-- SOURCE DATA start --

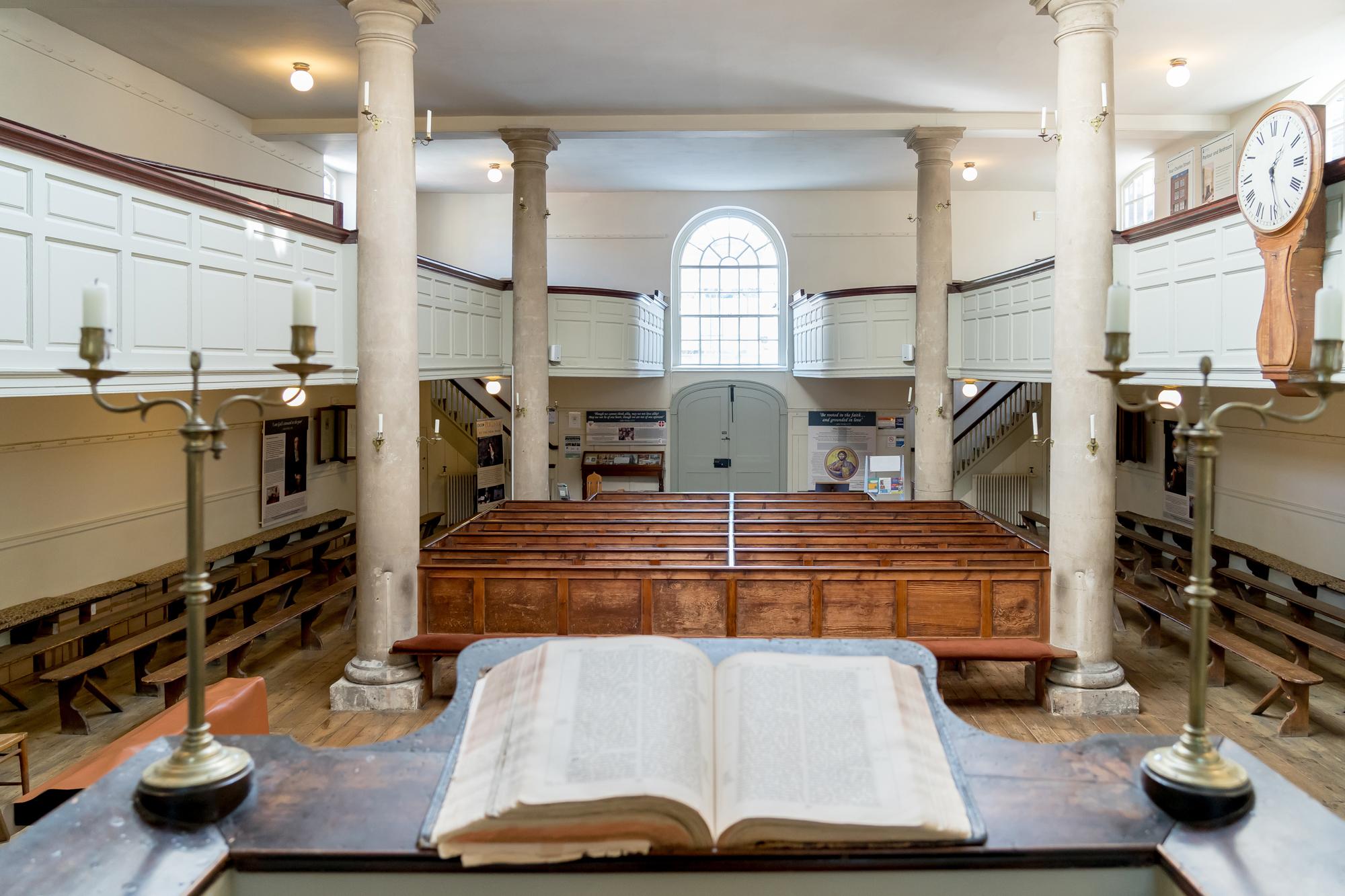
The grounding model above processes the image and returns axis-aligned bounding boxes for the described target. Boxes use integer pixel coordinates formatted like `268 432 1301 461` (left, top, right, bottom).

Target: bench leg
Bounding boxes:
1206 642 1228 688
85 678 121 713
164 678 187 709
225 643 252 678
56 676 89 735
299 604 323 650
0 688 28 712
130 643 159 697
1278 684 1309 737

-- SOURCE DATA end --

§ **WHAT YOU ARE ASKED TO DO**
Rewrite every line of the material, requests included, multiplying each bounding-box pixel coordinate in the answers by 1.6 and rounding to the nearest whole number, with halves rounded up. Leave the pictures out.

§ **COMPLETE RESPONSE**
The grounding model above processes the image and returns axis-aligned bounding boxes for the described target. Boxes use integer pixel coordinates formatted like `268 432 1301 461` (left, top, right, bottom).

Target: bench leg
Bounding boxes:
1930 1027 1965 1101
136 1085 194 1141
262 1085 299 1134
360 1029 403 1085
90 1082 142 1176
478 966 517 1040
0 1101 45 1139
208 1029 254 1115
2045 1094 2094 1179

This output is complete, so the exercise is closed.